Material to process START
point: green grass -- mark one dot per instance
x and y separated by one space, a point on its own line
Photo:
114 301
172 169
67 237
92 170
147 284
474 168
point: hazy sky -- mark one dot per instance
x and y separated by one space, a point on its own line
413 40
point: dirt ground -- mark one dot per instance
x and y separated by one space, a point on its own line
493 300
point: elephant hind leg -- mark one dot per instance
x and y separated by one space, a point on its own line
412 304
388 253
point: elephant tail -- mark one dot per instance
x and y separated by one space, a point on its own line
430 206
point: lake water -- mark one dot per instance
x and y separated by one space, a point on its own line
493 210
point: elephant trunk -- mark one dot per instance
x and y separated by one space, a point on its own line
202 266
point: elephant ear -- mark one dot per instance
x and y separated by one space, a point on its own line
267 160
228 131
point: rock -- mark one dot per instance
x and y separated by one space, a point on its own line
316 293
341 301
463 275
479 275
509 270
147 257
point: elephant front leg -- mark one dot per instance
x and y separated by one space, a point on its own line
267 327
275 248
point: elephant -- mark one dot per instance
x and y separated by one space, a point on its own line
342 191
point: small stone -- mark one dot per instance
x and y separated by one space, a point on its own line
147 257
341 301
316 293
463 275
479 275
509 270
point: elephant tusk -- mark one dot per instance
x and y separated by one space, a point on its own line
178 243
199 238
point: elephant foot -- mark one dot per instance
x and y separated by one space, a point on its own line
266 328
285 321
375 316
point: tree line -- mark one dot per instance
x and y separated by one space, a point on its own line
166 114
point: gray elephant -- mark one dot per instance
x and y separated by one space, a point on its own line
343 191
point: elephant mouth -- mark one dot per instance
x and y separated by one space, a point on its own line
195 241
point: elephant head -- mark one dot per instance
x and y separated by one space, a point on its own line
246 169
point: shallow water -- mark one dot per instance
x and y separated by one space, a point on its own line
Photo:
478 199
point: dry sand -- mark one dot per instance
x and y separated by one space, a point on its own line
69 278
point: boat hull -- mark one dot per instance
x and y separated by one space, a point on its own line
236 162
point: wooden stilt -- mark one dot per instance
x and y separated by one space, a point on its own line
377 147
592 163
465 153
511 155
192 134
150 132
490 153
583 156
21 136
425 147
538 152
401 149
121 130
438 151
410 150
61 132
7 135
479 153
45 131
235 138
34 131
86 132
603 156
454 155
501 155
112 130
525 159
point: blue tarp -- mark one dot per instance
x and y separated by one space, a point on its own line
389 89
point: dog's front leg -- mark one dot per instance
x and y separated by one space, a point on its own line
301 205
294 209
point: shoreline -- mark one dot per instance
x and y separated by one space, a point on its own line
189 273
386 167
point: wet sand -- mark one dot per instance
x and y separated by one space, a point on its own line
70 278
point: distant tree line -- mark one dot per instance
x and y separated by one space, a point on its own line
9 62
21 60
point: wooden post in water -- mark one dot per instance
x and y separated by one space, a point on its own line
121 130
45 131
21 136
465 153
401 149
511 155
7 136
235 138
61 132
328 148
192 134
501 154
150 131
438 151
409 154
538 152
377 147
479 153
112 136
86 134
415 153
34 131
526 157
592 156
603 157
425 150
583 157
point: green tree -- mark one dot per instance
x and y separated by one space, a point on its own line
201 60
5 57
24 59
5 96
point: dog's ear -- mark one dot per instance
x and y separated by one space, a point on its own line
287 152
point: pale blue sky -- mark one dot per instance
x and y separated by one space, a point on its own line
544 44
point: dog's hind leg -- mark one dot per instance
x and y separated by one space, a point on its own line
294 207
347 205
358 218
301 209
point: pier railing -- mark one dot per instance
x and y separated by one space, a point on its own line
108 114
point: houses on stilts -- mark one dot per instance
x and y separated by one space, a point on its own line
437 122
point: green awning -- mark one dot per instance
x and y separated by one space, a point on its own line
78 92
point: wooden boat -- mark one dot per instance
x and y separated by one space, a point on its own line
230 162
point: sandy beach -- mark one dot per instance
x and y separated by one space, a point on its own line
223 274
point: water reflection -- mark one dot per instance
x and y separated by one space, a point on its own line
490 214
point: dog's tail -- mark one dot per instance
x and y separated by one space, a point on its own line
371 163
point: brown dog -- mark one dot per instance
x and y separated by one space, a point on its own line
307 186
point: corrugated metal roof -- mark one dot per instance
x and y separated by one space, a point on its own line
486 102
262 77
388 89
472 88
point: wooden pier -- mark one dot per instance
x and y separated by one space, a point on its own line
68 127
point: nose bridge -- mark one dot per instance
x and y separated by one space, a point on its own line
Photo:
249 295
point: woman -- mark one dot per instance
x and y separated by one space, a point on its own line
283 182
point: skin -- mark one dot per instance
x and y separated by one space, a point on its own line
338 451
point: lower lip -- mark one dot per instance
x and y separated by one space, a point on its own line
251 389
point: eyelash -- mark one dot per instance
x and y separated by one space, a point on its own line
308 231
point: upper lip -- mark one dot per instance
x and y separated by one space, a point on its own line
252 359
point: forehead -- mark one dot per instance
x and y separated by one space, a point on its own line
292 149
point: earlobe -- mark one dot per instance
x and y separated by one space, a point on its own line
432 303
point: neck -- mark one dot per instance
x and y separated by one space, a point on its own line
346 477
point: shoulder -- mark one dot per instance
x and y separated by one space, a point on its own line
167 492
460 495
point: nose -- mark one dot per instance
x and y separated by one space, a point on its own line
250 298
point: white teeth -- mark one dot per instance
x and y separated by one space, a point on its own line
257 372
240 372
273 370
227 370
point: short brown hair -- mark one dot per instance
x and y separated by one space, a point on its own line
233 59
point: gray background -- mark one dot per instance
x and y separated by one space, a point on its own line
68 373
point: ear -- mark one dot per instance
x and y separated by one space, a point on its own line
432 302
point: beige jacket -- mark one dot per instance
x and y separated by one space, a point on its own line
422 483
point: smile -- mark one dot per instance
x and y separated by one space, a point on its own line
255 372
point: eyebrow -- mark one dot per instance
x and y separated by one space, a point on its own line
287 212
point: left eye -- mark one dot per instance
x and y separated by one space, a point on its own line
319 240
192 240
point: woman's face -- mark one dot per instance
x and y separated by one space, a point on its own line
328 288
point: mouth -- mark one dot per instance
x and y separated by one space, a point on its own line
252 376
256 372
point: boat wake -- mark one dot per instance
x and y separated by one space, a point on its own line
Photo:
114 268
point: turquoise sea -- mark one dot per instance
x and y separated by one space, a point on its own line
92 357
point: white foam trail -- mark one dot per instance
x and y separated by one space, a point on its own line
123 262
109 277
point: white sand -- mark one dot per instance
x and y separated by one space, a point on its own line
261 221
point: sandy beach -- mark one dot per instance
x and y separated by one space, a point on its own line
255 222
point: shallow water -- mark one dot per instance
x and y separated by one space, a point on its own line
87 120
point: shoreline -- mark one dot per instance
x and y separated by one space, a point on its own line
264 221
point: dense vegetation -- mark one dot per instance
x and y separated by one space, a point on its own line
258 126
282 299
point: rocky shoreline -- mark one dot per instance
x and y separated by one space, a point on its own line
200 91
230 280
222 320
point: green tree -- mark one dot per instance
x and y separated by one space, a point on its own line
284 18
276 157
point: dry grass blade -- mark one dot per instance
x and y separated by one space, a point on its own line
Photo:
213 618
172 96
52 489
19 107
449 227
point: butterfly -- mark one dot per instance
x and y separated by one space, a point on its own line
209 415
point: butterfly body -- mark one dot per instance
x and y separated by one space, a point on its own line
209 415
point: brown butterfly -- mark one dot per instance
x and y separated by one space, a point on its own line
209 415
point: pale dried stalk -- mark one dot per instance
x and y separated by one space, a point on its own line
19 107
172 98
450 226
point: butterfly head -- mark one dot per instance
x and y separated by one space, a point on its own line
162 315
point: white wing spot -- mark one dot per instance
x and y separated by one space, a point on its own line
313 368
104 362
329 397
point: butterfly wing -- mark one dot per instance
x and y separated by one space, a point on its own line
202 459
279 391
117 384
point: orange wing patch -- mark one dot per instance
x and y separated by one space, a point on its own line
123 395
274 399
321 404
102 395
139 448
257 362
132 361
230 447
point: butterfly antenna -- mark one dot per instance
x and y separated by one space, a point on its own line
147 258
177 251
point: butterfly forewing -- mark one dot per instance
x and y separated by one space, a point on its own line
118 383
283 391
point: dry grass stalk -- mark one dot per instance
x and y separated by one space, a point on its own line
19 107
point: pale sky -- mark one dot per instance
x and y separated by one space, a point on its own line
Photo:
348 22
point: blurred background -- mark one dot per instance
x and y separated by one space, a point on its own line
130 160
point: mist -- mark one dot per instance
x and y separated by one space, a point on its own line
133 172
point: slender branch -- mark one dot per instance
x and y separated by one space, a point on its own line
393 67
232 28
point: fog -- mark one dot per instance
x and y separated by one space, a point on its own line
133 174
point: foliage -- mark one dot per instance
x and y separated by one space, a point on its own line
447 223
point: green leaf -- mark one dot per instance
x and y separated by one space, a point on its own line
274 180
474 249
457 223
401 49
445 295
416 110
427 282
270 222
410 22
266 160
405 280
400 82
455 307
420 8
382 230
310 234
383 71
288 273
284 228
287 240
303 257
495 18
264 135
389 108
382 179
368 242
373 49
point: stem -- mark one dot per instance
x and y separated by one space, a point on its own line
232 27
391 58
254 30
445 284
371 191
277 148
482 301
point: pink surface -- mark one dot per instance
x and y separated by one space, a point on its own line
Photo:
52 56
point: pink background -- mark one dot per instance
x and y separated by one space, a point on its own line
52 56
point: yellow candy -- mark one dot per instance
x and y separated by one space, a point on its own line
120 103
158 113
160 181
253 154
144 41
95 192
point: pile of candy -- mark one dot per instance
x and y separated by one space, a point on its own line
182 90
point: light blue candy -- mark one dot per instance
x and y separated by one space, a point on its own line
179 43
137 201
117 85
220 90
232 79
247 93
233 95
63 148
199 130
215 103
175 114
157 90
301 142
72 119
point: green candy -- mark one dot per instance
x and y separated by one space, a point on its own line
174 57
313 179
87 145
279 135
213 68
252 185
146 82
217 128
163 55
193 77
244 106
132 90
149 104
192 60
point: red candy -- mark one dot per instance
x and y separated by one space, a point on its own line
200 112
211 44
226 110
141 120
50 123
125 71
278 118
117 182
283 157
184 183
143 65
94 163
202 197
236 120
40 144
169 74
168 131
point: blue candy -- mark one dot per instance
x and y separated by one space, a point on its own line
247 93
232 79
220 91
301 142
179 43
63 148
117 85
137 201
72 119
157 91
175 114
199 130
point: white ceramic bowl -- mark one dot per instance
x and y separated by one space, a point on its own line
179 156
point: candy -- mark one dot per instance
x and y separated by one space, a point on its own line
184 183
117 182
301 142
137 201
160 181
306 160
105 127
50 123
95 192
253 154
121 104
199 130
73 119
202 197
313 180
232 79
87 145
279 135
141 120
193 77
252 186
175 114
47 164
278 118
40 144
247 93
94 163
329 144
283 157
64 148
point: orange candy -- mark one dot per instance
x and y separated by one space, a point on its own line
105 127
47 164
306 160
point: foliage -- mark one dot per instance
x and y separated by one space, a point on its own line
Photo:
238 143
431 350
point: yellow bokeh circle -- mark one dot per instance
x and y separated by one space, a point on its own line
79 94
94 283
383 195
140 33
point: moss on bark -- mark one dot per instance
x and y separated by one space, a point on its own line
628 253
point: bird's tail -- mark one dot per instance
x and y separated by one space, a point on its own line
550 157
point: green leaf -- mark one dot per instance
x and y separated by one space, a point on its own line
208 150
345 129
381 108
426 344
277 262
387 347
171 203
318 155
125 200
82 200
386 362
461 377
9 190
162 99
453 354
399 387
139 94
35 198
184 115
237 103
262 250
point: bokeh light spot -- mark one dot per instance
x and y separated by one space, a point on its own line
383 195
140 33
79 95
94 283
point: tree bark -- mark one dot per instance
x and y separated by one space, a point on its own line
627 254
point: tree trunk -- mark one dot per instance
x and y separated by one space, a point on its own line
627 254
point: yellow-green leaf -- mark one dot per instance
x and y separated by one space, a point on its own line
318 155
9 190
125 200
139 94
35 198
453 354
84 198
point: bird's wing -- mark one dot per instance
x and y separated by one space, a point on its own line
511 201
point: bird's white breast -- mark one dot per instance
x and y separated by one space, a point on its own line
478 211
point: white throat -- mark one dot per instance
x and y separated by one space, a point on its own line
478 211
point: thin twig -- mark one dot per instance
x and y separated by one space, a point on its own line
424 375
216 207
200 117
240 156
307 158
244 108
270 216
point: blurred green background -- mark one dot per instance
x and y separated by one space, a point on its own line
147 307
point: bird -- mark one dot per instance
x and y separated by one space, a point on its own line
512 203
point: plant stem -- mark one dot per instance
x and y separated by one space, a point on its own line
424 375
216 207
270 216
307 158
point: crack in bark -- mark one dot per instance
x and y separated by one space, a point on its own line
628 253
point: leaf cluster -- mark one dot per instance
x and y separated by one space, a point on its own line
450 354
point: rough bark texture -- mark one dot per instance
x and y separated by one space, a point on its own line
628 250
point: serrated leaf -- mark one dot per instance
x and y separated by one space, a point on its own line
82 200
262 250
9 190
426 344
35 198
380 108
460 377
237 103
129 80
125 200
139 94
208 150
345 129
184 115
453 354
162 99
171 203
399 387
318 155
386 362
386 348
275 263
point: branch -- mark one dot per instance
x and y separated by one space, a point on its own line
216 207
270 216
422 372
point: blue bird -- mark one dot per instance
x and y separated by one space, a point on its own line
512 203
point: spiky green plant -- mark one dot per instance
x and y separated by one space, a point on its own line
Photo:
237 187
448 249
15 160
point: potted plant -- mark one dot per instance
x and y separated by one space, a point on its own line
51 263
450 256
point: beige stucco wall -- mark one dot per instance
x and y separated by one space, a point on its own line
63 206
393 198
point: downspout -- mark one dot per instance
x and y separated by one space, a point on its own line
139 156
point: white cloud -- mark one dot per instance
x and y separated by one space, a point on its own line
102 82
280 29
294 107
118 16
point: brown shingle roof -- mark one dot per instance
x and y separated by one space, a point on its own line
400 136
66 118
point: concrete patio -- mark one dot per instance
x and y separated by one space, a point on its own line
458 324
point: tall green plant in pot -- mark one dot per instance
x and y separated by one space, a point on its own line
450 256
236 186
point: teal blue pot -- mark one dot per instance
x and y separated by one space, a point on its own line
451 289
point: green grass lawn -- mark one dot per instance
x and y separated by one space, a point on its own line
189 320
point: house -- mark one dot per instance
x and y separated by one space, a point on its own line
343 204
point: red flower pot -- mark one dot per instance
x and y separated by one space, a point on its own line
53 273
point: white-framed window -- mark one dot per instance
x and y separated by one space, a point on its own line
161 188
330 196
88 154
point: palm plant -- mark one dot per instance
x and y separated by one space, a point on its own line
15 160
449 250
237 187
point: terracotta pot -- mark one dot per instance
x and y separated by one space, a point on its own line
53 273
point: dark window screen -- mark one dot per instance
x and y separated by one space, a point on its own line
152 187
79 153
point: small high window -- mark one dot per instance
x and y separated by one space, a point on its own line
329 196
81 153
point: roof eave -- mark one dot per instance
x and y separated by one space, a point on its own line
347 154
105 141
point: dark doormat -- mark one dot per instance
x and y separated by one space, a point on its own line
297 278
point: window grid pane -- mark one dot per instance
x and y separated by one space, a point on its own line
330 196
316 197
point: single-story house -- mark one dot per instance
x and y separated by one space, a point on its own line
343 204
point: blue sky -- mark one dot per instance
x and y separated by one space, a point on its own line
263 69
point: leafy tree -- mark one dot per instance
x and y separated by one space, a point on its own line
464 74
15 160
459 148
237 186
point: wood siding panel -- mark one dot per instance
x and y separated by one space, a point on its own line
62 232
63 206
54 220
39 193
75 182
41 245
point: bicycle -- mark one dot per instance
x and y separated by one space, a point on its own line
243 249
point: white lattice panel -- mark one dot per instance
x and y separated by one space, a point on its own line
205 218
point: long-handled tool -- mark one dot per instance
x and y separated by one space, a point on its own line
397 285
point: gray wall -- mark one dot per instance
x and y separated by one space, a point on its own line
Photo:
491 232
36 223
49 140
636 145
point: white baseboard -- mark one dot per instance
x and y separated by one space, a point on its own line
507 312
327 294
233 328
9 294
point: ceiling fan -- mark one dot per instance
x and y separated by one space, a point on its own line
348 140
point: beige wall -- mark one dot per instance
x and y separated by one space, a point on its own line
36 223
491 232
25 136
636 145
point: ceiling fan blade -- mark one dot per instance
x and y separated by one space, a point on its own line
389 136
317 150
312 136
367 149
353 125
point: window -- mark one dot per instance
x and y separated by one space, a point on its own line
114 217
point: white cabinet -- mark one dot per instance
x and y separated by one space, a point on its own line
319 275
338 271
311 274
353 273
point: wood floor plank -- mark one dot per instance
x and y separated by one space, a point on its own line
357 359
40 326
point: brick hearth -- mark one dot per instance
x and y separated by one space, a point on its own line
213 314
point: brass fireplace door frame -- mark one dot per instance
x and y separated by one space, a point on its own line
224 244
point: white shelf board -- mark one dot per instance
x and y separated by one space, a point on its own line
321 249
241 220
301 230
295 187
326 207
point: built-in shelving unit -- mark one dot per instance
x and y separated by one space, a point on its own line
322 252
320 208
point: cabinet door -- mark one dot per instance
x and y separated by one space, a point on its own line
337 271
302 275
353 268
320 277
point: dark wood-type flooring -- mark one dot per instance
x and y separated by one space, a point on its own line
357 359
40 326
Material to process END
What this task involves. Please return all lines above in which the string "background" is found.

Answer to the exercise.
point: gray background -- mark one dot per instance
point: blurred background -- mark one dot per instance
point: pink background -- mark one dot per instance
point: blurred green background -- mark one dot per instance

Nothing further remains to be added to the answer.